▶ [SOURCE TEXT]:
┌────────
Apollo’s Angels, part II

Moving right on…

From chapter 3: The French Revolution in Ballet
You would think that with the whole world changing between the years 1789 and 1830, nothing would remain permanent. But Pierre Gardel would prove you wrong. “…born in 1758 and raised at the Opera, he became a prominent dancer, learned to make ballets at his brother’s side, and took over the position as lead ballet master in 1787, when Maximilien [his brother] died. Artistically, Pierre remained deeply loyal to the ancien régime: tall, thin, and elegantly proportioned, he had (as Bournonville later put it) a “cold and ostensibly phlegmatic” appearance and the “rigid training” of a danseur noble. His dancing was restrained and formal, but Gardel also suffered from a weak constitution, which gave his movements a noble style as a whole. […] Like the diplomat Talleyrand, Gardel slid with apparent ease from the king’s employ to the radical Revolution, rose to glittering prominence under Napoleon, and even maintained his hold during the restoration of the Bourbons. He did not finally retire until 1829, and then only reluctantly.” p. 107, 108
“In the aftermath of the Revolution the Opera’s director, Bonet de Treiches, wrote a pointed memo insisting that a new dance notation must be invented immediately. Without notation, he said, ballet would never sustain its position as a high art. Despréaux made an attempt around 1815, but the result (never published) was a collection of overly complicated diagrams and iterations indicative of the unsettled state of dance.” p. 125, 126

From chapter 4: Romantic Illusion and the Rise of the Ballerina
Ballet was now well in the hands of the bourgeoisie, which meant that this art, born of aristocratic background, now had to work to earn its crust, like everyone else. “Finally, Véron recruited Auguste Levasseur (and paid him splendidly) to form and lead what became known as “the claque.” This was a group of professional clappers hired to guide public opinion. Levasseur consulted closely with Véron, attended rehearsals, and studied the score for a given production – but he also took bribes from artists and their supporters. On the night of a performance, he marked himself by sporting brightly colored clothing and strategically places his men throughout the audience (Véron and the artists provided the tickets, gratuit). Levasseur carried a cane, which he tapped at the appropriate moment, unleashing a round of applause, bravos, and stomping by his men designed to carry the public in its enthusiasm. This was not resented; to the contrary, Véron’s claim that the claque was a moderating force that “put an end to all quarrels” and stopped “unjust coalitions” of fans from disrupting performances appears to have been widely accepted.” p. 145
I will say that reading this passage I was initially outraged, but by the last two sentences I couldn’t but shift my sympathies heavily towards Véron’s point of view.
└────────
▶ [EXERCISE TASKS]:
[1] Using the Apollo's Angels notes, decide whether each statement agrees with them: (a) Pierre Gardel became lead ballet master in 1787; (b) Despréaux published his dance notation around 1815; (c) Levasseur carried a cane. For each, answer yes or no and quote the deciding words.
[2] Format the records as a two-column CSV with columns input and output, starting with the line that contains "segment river" and going on through the end of the records. Give one row per record, with its wording under input and its answer under output, each in one quoted field with line breaks replaced by spaces.

▶ [MATERIAL TO PROCESS]:
┌────────
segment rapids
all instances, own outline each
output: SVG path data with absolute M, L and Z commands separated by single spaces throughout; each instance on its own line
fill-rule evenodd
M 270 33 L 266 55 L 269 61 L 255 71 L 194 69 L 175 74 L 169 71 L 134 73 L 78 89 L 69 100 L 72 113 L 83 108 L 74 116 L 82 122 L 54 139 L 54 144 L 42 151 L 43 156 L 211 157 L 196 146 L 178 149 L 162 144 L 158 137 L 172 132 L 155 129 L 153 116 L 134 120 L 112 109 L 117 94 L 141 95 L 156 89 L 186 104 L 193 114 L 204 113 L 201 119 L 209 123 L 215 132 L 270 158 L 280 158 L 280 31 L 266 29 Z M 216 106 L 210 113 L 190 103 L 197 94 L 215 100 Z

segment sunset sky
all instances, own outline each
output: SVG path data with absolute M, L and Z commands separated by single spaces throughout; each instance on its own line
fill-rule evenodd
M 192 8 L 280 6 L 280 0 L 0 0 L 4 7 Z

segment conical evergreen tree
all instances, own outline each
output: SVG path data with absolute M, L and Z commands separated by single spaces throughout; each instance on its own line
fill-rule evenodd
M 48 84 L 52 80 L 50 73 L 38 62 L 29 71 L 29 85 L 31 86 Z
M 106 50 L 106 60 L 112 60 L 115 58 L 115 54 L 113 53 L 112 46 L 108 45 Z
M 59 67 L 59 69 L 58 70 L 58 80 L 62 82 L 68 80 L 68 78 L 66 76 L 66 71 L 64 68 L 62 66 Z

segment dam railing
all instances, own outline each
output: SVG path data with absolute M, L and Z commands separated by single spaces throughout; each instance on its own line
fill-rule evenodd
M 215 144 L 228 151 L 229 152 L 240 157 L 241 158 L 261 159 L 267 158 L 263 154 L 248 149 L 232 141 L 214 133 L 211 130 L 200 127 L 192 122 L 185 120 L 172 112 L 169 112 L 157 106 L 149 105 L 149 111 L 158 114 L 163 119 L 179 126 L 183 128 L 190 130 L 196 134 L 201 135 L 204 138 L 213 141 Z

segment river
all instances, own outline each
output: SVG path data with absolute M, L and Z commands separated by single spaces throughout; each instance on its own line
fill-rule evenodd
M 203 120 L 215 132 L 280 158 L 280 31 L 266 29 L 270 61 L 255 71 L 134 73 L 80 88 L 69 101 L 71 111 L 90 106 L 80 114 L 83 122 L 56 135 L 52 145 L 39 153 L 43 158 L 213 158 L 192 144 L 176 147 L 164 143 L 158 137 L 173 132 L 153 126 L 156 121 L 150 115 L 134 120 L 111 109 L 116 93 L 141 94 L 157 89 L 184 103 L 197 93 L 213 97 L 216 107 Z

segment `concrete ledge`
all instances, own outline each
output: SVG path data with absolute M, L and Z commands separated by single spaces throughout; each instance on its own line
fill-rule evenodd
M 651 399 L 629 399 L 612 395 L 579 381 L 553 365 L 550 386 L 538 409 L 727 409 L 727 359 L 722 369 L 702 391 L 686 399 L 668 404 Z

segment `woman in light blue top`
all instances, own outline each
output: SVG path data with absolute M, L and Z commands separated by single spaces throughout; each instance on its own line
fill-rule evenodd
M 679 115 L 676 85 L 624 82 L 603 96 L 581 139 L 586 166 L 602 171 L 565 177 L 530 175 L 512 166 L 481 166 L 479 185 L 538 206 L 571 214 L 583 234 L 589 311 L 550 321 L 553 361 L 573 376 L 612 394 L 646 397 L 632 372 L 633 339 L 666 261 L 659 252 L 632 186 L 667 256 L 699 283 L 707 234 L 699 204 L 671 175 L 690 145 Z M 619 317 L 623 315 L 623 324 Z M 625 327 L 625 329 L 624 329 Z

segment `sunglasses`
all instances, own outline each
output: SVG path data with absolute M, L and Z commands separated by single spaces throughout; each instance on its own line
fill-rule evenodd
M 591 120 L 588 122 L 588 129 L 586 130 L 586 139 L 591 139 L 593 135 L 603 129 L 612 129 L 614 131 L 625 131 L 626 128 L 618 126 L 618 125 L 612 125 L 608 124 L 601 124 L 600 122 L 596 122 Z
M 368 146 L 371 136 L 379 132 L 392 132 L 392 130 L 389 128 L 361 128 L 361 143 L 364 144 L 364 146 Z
└────────
▶ [FINAL ANSWERS]:
[1]
(a) Yes: "took over the position as lead ballet master in 1787"
(b) No: "(never published)"
(c) Yes: "Levasseur carried a cane"

[2]
input,output
"segment river all instances, own outline each output: SVG path data with absolute M, L and Z commands separated by single spaces throughout; each instance on its own line fill-rule evenodd","M 203 120 L 215 132 L 280 158 L 280 31 L 266 29 L 270 61 L 255 71 L 134 73 L 80 88 L 69 101 L 71 111 L 90 106 L 80 114 L 83 122 L 56 135 L 52 145 L 39 153 L 43 158 L 213 158 L 192 144 L 176 147 L 164 143 L 158 137 L 173 132 L 153 126 L 156 121 L 150 115 L 134 120 L 111 109 L 116 93 L 141 94 L 157 89 L 184 103 L 197 93 L 213 97 L 216 107 Z"
"segment `concrete ledge` all instances, own outline each output: SVG path data with absolute M, L and Z commands separated by single spaces throughout; each instance on its own line fill-rule evenodd","M 651 399 L 629 399 L 612 395 L 579 381 L 553 365 L 550 386 L 538 409 L 727 409 L 727 359 L 722 369 L 702 391 L 686 399 L 668 404 Z"
"segment `woman in light blue top` all instances, own outline each output: SVG path data with absolute M, L and Z commands separated by single spaces throughout; each instance on its own line fill-rule evenodd","M 679 115 L 676 85 L 624 82 L 603 96 L 581 139 L 586 166 L 602 171 L 565 177 L 530 175 L 512 166 L 481 166 L 479 185 L 538 206 L 571 214 L 583 234 L 589 311 L 550 321 L 553 361 L 573 376 L 612 394 L 646 397 L 632 372 L 633 339 L 666 261 L 659 252 L 632 186 L 667 256 L 699 283 L 707 234 L 699 204 L 671 175 L 690 145 Z M 619 317 L 623 315 L 623 324 Z M 625 327 L 625 329 L 624 329 Z"
"segment `sunglasses` all instances, own outline each output: SVG path data with absolute M, L and Z commands separated by single spaces throughout; each instance on its own line fill-rule evenodd","M 591 120 L 588 122 L 588 129 L 586 130 L 586 139 L 591 139 L 593 135 L 603 129 L 612 129 L 614 131 L 625 131 L 626 128 L 618 126 L 618 125 L 612 125 L 608 124 L 601 124 L 600 122 L 596 122 Z M 368 146 L 371 136 L 379 132 L 392 132 L 392 130 L 389 128 L 361 128 L 361 143 L 364 144 L 364 146 Z"